DOCUMENT TEXT:
Explain PCA and L2 Normalization in Machine Learning
Scenario
Experian DataLabs Data Scientist technical screen — a machine-learning deep-dive on the modelling choices used in your project, mixed with conceptual questions (some OA / multiple-choice style).
Question
Walk through the core ML concepts behind a binary-classification project, covering preprocessing, modelling, optimization, and evaluation:
-
Explain how PCA achieves dimensionality reduction and why you would (or would not) apply L2 normalization before training. Distinguish per-column standardization from per-sample (row) L2 normalization, and say when each matters.
-
Derive the logistic-regression gradient via back-propagation, then generalize: describe how backpropagation works in modern multi-layer neural nets.
-
What baseline models did you compare against, and why did you ultimately choose logistic regression?
-
Define knowledge-informed machine learning and give a concrete example.

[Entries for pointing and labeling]
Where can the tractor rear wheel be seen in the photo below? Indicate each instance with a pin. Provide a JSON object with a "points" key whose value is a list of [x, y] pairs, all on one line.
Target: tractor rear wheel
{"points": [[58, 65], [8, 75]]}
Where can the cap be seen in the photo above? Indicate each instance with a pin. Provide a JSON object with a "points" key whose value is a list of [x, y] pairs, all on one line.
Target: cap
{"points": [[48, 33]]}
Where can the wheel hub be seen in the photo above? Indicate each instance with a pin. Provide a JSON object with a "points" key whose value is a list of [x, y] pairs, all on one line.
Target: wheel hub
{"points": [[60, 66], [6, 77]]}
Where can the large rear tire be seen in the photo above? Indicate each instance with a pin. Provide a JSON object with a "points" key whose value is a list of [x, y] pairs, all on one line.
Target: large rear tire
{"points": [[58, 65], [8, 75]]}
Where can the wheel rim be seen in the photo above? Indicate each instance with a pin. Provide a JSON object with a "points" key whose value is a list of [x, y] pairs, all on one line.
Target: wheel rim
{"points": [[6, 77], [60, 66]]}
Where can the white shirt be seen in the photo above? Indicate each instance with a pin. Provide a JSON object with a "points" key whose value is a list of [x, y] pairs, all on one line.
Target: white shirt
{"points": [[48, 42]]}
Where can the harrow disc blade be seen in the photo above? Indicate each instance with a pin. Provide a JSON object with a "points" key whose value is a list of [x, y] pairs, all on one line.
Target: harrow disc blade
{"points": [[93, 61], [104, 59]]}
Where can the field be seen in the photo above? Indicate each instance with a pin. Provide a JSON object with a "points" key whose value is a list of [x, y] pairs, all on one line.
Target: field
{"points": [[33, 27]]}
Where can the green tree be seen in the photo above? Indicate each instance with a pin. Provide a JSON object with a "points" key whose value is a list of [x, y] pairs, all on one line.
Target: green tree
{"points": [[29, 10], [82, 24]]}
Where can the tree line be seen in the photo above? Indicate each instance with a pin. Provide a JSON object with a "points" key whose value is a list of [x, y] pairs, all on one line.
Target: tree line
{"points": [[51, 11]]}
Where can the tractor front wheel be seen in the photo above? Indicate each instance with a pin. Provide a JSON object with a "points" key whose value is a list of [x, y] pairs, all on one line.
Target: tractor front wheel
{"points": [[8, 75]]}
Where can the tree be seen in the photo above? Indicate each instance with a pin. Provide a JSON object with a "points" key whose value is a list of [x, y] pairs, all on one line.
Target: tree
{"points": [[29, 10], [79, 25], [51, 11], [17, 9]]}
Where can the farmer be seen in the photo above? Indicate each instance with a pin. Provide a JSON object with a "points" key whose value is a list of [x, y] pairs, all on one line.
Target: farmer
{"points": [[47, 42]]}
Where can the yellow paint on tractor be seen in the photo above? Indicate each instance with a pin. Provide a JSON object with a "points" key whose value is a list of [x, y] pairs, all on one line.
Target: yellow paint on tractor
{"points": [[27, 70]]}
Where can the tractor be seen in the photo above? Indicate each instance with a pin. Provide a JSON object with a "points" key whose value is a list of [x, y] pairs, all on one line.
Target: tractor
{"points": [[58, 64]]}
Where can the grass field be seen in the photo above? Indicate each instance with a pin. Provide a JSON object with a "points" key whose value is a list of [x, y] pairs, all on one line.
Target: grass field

WHAT THIS EXERCISE ASKS:
- a) Can you repeat the part of the PCA and L2 normalization page that runs from "Explain PCA and" to "choose logistic regression?"?
- b) What is the Spanish translation of this sentence from the PCA and L2 normalization page: "Define knowledge-informed machine learning and give a concrete example."
- c) According to the PCA and L2 normalization page, which company's Data Scientist technical screen does the scenario describe?

RESPONSES BY TASK:
- a)
Explain PCA and L2 Normalization in Machine Learning
Scenario
Experian DataLabs Data Scientist technical screen — a machine-learning deep-dive on the modelling choices used in your project, mixed with conceptual questions (some OA / multiple-choice style).
Question
Walk through the core ML concepts behind a binary-classification project, covering preprocessing, modelling, optimization, and evaluation:
-
Explain how PCA achieves dimensionality reduction and why you would (or would not) apply L2 normalization before training. Distinguish per-column standardization from per-sample (row) L2 normalization, and say when each matters.
-
Derive the logistic-regression gradient via back-propagation, then generalize: describe how backpropagation works in modern multi-layer neural nets.
-
What baseline models did you compare against, and why did you ultimately choose logistic regression?

- b) Define el aprendizaje automático basado en conocimiento y da un ejemplo concreto.

- c) Experian DataLabs.